» **PASSAGE GIVEN**
☆ ☆ ☆ ☆

Minimal RHEL 7 support in MOS as a compute node

https://blueprints.launchpad.net/fuel/+spec/rhel-compute-nodes

Problem description

  • As a Cloud owner I want to introduce pre-provisioned RHEL hosts into my MOS cloud as Compute nodes so that I could run my RHEL-certified workloads on it

Proposed changes

A Minimal Viable Product is to provide detailed documentation for enabling minimal RHEL 7 support in MOS as a compute node to work under Ubuntu-based control plane. This documentation should consist of the following parts:

  • How to validate that RHEL node is ready to be used as a compute node (validate network interfaces, disks).
  • How to add MOS repositories to this node.
  • How to install a minimal required set of packages on top of the pre-provisioned RHEL 7 node to have a possibility to run puppet granular tasks from Fuel Library.
  • How to prepare configuration in astute.yaml for Fuel Library tasks.
  • Desription of the procedure (with automated/scripted steps where it’s possible) to deploy MOS packages on a pre-provisioned RHEL node and configure Compute services using granular puppet tasks from Fuel Library.

RHEL 7 Compute nodes will not be integrated with Fuel (no web UI, nailgun and etc changes are required).

The feature is targeted at the Fuel 8.0 release, so each environment which was deployed by Fuel 8.0 version supports adding of RHEL 7 compute node to it.

☆ ☆ ☆ ☆

» **Collection entries**
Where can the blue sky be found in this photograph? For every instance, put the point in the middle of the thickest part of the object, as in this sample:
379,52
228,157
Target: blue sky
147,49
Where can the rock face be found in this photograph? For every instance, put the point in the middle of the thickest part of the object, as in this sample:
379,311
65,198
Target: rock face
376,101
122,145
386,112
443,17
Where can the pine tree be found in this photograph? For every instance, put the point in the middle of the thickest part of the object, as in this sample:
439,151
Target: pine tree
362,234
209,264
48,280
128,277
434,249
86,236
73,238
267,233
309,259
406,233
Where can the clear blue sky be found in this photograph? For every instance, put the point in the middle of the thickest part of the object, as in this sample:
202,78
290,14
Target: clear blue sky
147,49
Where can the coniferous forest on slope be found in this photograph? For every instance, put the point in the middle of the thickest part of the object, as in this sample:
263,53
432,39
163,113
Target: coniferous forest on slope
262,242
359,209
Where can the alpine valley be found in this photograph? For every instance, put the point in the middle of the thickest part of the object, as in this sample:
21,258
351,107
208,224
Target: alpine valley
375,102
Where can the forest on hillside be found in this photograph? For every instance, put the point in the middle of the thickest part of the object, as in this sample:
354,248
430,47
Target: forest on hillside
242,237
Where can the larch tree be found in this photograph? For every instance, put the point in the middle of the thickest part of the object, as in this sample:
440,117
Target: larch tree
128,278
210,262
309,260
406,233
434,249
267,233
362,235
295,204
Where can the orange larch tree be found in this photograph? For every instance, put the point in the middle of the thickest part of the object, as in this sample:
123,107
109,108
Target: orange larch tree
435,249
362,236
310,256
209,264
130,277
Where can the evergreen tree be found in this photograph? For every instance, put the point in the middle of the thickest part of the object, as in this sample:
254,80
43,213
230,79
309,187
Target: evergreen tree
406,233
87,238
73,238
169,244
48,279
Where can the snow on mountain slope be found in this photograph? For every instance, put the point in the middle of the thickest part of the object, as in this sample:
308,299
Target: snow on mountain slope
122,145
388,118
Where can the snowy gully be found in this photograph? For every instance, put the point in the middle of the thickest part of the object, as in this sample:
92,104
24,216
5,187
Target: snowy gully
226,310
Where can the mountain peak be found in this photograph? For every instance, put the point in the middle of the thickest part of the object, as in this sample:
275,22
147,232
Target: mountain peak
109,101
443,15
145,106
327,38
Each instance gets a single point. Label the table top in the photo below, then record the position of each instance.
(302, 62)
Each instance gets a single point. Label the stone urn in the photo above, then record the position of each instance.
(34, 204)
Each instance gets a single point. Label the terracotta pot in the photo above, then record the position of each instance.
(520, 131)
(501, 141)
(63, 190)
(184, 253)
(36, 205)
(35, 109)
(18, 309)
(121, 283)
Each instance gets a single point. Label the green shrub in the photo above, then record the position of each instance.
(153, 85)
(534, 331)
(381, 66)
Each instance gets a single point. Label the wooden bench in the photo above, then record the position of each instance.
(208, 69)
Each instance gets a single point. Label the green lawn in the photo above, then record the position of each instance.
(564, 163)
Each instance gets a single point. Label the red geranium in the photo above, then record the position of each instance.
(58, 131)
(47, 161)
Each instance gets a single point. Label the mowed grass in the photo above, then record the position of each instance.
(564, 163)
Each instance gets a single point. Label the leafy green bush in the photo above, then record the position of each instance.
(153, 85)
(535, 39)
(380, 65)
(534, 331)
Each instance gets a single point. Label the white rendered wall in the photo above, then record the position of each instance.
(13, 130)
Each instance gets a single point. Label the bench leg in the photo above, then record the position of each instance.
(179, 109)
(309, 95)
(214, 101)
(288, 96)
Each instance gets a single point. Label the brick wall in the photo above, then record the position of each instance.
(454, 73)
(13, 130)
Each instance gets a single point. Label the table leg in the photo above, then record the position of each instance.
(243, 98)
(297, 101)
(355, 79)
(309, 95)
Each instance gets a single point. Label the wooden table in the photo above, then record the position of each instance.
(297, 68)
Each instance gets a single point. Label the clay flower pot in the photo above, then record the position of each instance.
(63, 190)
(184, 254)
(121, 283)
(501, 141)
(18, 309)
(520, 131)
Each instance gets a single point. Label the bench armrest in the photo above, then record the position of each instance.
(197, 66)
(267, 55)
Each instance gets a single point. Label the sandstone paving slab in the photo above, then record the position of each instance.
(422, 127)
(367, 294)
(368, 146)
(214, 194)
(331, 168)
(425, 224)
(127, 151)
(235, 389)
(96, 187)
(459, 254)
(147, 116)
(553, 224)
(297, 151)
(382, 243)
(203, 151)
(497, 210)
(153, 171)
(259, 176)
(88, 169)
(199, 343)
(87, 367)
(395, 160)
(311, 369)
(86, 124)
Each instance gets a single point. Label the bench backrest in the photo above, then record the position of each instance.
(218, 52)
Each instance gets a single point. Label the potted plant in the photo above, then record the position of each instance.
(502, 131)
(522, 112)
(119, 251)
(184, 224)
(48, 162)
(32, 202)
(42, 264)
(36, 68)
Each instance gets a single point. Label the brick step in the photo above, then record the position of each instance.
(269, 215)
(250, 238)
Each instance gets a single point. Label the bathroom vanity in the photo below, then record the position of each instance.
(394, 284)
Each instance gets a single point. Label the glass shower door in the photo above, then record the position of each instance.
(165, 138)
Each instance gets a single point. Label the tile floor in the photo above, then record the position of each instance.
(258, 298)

☆ ☆ ☆ ☆

» **PROBLEM STATEMENT**
Reproduce the passage on RHEL 7 compute nodes from "Problem description" up to and including "to this node.", substituting "guidance" for every occurrence of "documentation".

» **RESULT FOR THIS EXERCISE**
Problem description

  • As a Cloud owner I want to introduce pre-provisioned RHEL hosts into my MOS cloud as Compute nodes so that I could run my RHEL-certified workloads on it

Proposed changes

A Minimal Viable Product is to provide detailed guidance for enabling minimal RHEL 7 support in MOS as a compute node to work under Ubuntu-based control plane. This guidance should consist of the following parts:

  • How to validate that RHEL node is ready to be used as a compute node (validate network interfaces, disks).
  • How to add MOS repositories to this node.